## Task to carry out
Set out every line of the listing below as a numbered list, skipping any blank lines. Leave the picture out of your answer.

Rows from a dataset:
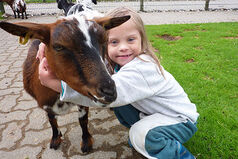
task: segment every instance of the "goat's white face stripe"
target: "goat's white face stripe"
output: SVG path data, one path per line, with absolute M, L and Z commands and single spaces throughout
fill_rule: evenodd
M 86 37 L 86 44 L 92 48 L 92 41 L 91 41 L 91 38 L 89 36 L 89 27 L 91 25 L 91 22 L 86 22 L 83 18 L 78 18 L 78 21 L 79 21 L 79 29 L 82 31 L 82 33 L 84 34 L 84 36 Z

## Correct answer
1. task: segment every instance of the "goat's white face stripe"
2. target: "goat's white face stripe"
3. output: SVG path data, one path per line, with absolute M, L and Z commands and single spaces throughout
4. fill_rule: evenodd
5. M 86 37 L 86 44 L 92 48 L 92 41 L 91 41 L 91 38 L 89 36 L 89 27 L 91 25 L 91 22 L 86 22 L 83 18 L 78 18 L 78 21 L 79 21 L 79 29 L 82 31 L 82 33 L 84 34 L 84 36 Z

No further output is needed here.